• _Excerpted passage_:
Saturday, June 26, 2010

Jumbly Goodness

This month's recipe comes from Miss Eliza Leslie's second cookbook Directions for Cookery.  Chocolate just seems to continue to come up in my  life.   So I decided to use it as an ingredient.  Therefore, this month we have:

Cocoa-nut Jumbles
Grate a large cocoa-nut. Rub half a pound of butter into a pound of sifted flour, and wet it with three beaten eggs, and a little rose water. Add by degrees the cocoa-nut, so as to form a stiff dough. Flour your hands and your paste-board, and dividing the dough into equal portions, make the jumbles with your hands into long rolls, and then curl them round and join the ends so as to form rings. Grate loaf -sugar over them; lay them in buttered pans, (not so near as to run into each other,) and bake them in a quick oven from five to ten minutes.

• _Given information_:
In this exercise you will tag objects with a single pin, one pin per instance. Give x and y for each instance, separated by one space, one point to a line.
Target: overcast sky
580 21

• _Parts of the exercise_:
1 > Can you copy the post on cocoa-nut jumbles word for word, from "Jumbly Goodness" to "to ten minutes."?
2 > Could you resume the post on cocoa-nut jumbles and keep writing after its last sentence?

• _Task-by-task outputs_:
1 >
Jumbly Goodness

This month's recipe comes from Miss Eliza Leslie's second cookbook Directions for Cookery.  Chocolate just seems to continue to come up in my  life.   So I decided to use it as an ingredient.  Therefore, this month we have:

Cocoa-nut Jumbles
Grate a large cocoa-nut. Rub half a pound of butter into a pound of sifted flour, and wet it with three beaten eggs, and a little rose water. Add by degrees the cocoa-nut, so as to form a stiff dough. Flour your hands and your paste-board, and dividing the dough into equal portions, make the jumbles with your hands into long rolls, and then curl them round and join the ends so as to form rings. Grate loaf -sugar over them; lay them in buttered pans, (not so near as to run into each other,) and bake them in a quick oven from five to ten minutes.

2 >
To start with, the word cocoa-nut is an old-fashioned word that refers to the cacao nib, usually grown in South America, of which there are multiple kinds.  This "nut" is in essence the seed of the cacao tree, and the only part that many of us will ever consume.  In order to eat the nib, one must first roast it and then remove the skin, sort of like the skin on a peanut or almond.  The nibs are then ground and pressed in order to remove the oils and fats, what we call cocoa butter.  The resulting powder is what we are familiar with today.


Another way of processing the nibs was discovered in 1828 by a Dutch chemist, Conrad von Hooten.  Hooten's method of processing removed most of the fats and added and alkaline salts to remove the acidic, or sour, taste of the cocoa powder.  This allowed for mass production of cocoa powder.  It is very likely, however, that Miss Leslie was familiar with this kind of cocoa when her book was published. 

Chocolate was not unknown in the United States, very much the opposite in fact.  By this point in time it was a much, or more popular than coffee.  There was also a cocoa grinding mill in Massachusetts that may have supplied Miss Leslie, and other cooks with their cocoa.  For more information check out Louis E. Grivetti and Howard-Yana Shapiro's book Chocolate: History, Culture and Heritage.

As a result of this, I did not start my recipe with cocoa powder, though I will provide a recipe that includes it.  I used roasted cacao nibs that I put through my spice grinder.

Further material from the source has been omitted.